Over three decades ago, Selective Electronic, known today as LMI Selcom, developed the first in a line of non-contact laser sensors that would transfigure quality control procedures in the tire industry. In the years to follow, the company honed its sensors' capabilities, creating more rugged products ideal for non-invasive measurement of rubber in numerous application areas.

A sensor line was created that was one of the first to measure fresh uncured rubber from an extruder or calender, characterized as one of the harshest environments for a sensor to consistently measure with any accuracy.

As the tire industry continues to become more competitive, LMI Selcom will continue to place increased importance on the need to enhance automation, lower material cost and continue reduction of waste.

Trends in the use of laser sensor measurement in a variety of rubber and tire applications have grown as the technology to support such products has evolved. Overall, reliability and accuracy of laser sensors have greatly increased and provide added benefits that can yield millions of dollars in savings over a long term quality control program.

Basic objective of measurement using laser triangulation

For all on- and off-line applications, laser sensors are used in the rubber and tire industry to enhance competitiveness by improving productivity. Basic benefits of using laser sensors for quality control include:

* increasing yield and productivity,

* increasing quality by providing 100% product inspection,

* reducing scrap production and rejects, and

* improving work environment.

A facility cannot afford high rejection rates in tire uniformity that would result in waste and lost production time. By initiating a quality control program using laser sensors, problems with poor quality or unusable product can greatly be reduced.

Measurement principal of laser sensors

Sensors for the rubber and tire industry use the "optical laser triangulation measurement" method to accurately measure objects or systems. With this technique, a beam of light is projected from the sensor to the surface to be measured. This technique is sometimes referred to as a "structured light" and is the equivalent of an automated light section microscope. At the surface, the laser projects a spot of light at one point. At some angle to the laser beam, a lens is used to form an image or "picture" of this spot at an image plane known as a detector. If the surface is farther away from the sensor, the spot on the detector shifts to a different point. By determining the position of the imaged spot and calculating the angles involved, the distance from the sensor on the surface can be determined.

It is important to understand that triangulation involves imaging of the spot (essentially taking a picture of the spot on the surface), and not just collecting reflected light from the surface.

══════

(PROBLEM STATEMENT): Carry on the laser sensor text above, picking up right after its final sentence. The data that comes next is separate from the laser sensor text.

(DATA PROVIDED):

══════

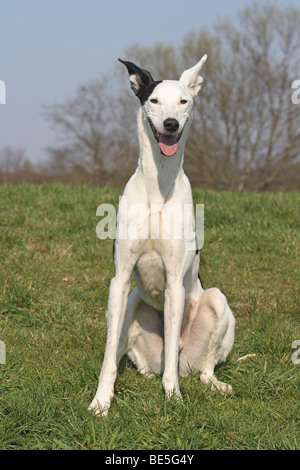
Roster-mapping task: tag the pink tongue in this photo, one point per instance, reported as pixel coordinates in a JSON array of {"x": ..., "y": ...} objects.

══════

(WRITTEN RESPONSE):
Spot size and surface effects

A general rule for best sensor performance is that the spot size on the surface must be small. For large, flat, uniform surfaces, this is not a major issue, but for small objects or surfaces of large curvature, spot size becomes very important. The spot size can be no larger than the feature to be measured. If a small feature is precisely positioned beneath the laser beam, the beam must be smaller than the feature. If, however, the sensor is to be scanned over a surface and a small feature found, a good rule of thumb is that the spot size must be less than one-tenth the size of the smallest feature to be measured.

The challenge for laser sensor manufacturers is to meet demands for the rubber and tire industry for longer stand-off distances without sacrificing accuracy. Stand-off distances of up to 400 mm are now available for rubber and tire applications.

In rubber and tire applications where spot size is important, the sensor should be mounted with the laser beam as close to perpendicular to the surface as possible. If the laser is at an angle to the surface, the spot size on the surface will be elongated, proportional to the angle away from normal.


An important issue in proper sensor operation for a specific application relates to the surface being measured, and how its reflectivity may change. Since triangulation operates by imaging light reflected from the surface, a change in reflectivity will change the level or intensity of light reaching the detector. Reflectivity is influenced by several factors, including color and surface finish of the materials being measured.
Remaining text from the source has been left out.